> _About this task_: From the line containing "Phrase: town building" to the end of the listing, write out every line exactly; leave out everything else.

Information provided section start

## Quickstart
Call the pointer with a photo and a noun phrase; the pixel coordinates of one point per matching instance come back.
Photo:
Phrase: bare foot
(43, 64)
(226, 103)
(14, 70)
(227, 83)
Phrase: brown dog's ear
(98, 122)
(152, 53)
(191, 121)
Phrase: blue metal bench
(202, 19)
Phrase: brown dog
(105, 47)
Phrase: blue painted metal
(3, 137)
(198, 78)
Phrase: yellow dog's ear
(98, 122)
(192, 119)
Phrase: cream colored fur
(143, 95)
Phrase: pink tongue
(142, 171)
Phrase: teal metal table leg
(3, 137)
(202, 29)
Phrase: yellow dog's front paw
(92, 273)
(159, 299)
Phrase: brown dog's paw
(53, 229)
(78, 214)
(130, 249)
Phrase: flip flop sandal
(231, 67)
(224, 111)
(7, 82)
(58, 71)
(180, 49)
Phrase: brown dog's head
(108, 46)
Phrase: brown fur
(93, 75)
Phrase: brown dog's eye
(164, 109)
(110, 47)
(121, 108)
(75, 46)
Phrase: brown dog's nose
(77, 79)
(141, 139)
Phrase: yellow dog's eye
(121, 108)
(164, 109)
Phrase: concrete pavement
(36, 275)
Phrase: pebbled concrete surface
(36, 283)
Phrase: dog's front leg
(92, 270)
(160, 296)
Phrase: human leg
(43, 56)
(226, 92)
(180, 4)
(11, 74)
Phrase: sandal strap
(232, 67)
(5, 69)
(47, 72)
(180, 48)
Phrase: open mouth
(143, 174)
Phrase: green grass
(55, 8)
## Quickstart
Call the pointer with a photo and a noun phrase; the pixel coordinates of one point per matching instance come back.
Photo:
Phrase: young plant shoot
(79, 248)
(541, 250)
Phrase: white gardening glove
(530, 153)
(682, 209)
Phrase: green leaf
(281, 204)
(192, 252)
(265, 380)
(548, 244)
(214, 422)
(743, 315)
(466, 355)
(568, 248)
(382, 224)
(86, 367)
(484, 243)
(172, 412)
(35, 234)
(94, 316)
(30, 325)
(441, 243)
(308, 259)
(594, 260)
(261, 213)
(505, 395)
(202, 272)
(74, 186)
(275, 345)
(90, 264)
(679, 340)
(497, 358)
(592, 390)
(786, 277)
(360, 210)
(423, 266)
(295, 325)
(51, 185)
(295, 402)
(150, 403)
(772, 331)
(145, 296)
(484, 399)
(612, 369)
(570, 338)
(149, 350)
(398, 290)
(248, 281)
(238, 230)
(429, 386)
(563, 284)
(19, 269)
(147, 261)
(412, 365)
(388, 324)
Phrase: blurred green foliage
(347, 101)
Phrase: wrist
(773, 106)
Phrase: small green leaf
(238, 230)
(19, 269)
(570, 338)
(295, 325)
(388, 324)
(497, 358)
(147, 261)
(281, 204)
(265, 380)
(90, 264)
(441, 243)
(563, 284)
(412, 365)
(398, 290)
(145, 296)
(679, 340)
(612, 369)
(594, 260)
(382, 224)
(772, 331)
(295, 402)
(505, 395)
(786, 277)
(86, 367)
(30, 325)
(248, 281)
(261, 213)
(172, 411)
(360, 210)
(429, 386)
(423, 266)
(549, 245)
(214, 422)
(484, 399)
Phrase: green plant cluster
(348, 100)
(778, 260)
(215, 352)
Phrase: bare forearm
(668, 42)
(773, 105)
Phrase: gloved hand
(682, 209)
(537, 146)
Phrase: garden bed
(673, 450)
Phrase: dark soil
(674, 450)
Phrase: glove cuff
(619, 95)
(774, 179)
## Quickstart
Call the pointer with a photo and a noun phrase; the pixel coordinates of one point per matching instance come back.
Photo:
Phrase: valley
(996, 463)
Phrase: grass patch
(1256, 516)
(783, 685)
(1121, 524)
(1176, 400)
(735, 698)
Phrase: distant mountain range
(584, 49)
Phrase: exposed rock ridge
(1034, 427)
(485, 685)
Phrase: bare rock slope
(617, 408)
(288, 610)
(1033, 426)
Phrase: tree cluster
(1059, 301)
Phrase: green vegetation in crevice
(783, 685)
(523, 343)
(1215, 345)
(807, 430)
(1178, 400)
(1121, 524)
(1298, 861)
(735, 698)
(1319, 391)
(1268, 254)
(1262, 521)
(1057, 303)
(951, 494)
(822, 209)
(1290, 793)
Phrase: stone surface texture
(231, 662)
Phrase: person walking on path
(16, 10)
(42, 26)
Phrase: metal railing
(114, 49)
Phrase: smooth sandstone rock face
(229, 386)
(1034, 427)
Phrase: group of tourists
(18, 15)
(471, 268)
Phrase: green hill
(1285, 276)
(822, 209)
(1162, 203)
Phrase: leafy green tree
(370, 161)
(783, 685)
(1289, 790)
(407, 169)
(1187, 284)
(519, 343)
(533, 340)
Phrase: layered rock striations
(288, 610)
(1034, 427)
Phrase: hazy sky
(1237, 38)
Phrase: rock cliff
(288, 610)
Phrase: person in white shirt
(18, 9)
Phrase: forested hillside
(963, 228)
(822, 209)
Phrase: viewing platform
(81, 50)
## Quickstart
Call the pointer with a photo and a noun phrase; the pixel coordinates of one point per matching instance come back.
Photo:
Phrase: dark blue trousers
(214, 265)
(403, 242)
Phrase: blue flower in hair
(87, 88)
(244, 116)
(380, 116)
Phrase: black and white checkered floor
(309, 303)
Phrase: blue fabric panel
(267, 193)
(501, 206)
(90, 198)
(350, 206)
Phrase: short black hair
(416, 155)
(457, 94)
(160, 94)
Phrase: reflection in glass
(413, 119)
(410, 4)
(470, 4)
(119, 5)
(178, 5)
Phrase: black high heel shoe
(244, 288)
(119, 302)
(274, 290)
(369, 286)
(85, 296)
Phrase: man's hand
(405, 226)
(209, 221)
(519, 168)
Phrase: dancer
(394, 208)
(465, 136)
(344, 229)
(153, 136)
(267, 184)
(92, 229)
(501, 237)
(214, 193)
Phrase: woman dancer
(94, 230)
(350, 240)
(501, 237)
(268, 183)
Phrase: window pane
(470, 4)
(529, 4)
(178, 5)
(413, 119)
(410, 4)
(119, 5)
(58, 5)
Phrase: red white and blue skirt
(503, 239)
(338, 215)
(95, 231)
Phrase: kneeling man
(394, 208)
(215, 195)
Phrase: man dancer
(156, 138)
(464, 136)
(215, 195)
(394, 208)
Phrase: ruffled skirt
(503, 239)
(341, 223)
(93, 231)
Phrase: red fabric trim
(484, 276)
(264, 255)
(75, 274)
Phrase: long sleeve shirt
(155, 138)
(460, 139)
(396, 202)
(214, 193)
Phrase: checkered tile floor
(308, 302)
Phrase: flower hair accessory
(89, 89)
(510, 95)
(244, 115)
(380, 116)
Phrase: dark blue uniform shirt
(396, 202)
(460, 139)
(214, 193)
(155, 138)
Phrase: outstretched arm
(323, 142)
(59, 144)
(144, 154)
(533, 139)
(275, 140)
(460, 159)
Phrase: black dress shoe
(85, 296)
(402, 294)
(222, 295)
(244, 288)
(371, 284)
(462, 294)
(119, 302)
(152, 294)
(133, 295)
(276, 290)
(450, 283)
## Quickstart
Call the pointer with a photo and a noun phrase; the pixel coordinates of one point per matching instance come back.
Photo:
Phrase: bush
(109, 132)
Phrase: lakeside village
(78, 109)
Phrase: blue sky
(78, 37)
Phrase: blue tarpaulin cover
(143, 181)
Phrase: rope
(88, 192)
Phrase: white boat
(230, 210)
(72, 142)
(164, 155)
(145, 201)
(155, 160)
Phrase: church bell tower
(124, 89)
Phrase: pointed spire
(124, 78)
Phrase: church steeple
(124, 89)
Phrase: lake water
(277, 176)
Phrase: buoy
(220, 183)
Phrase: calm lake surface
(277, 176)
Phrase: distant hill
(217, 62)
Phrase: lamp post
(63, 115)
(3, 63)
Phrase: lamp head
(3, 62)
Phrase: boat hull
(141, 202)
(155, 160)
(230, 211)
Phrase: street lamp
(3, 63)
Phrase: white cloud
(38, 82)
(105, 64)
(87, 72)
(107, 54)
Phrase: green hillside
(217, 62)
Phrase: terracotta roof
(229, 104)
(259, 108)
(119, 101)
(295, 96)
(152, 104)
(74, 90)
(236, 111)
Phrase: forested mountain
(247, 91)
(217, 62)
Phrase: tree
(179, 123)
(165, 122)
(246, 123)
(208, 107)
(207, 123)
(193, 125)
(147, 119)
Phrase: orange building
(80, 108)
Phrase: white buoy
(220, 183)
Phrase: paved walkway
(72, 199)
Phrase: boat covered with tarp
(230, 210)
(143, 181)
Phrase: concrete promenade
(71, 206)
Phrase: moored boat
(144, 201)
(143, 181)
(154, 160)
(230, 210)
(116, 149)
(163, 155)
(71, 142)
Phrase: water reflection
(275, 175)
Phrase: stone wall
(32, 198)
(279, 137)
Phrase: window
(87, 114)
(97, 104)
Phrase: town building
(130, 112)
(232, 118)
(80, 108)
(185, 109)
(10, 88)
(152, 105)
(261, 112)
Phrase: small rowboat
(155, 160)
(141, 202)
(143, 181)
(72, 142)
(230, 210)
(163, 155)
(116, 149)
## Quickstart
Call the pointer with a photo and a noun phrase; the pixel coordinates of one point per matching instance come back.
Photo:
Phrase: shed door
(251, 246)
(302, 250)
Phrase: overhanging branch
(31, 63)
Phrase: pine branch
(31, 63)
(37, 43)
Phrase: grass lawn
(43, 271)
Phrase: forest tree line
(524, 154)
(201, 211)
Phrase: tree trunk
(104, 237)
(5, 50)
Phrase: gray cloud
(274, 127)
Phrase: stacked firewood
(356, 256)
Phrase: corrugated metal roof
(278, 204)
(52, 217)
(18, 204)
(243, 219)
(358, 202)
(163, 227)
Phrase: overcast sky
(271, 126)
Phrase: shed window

Information provided section end

> _Answer to the exercise_:
Phrase: town building
(130, 112)
(232, 118)
(80, 108)
(185, 109)
(10, 88)
(152, 105)
(261, 112)
Phrase: small rowboat
(155, 160)
(141, 202)
(143, 181)
(72, 142)
(230, 210)
(163, 155)
(116, 149)
## Quickstart
Call the pointer with a photo and a noun phrase; the pixel coordinates of one point per matching instance come back.
Photo:
Phrase: shed door
(251, 246)
(302, 250)
Phrase: overhanging branch
(31, 63)
Phrase: pine branch
(31, 63)
(37, 43)
Phrase: grass lawn
(43, 271)
Phrase: forest tree line
(524, 154)
(201, 211)
Phrase: tree trunk
(104, 237)
(5, 50)
Phrase: gray cloud
(274, 127)
Phrase: stacked firewood
(356, 256)
Phrase: corrugated metal roof
(278, 204)
(52, 217)
(18, 204)
(243, 219)
(358, 202)
(163, 227)
Phrase: overcast sky
(271, 126)
Phrase: shed window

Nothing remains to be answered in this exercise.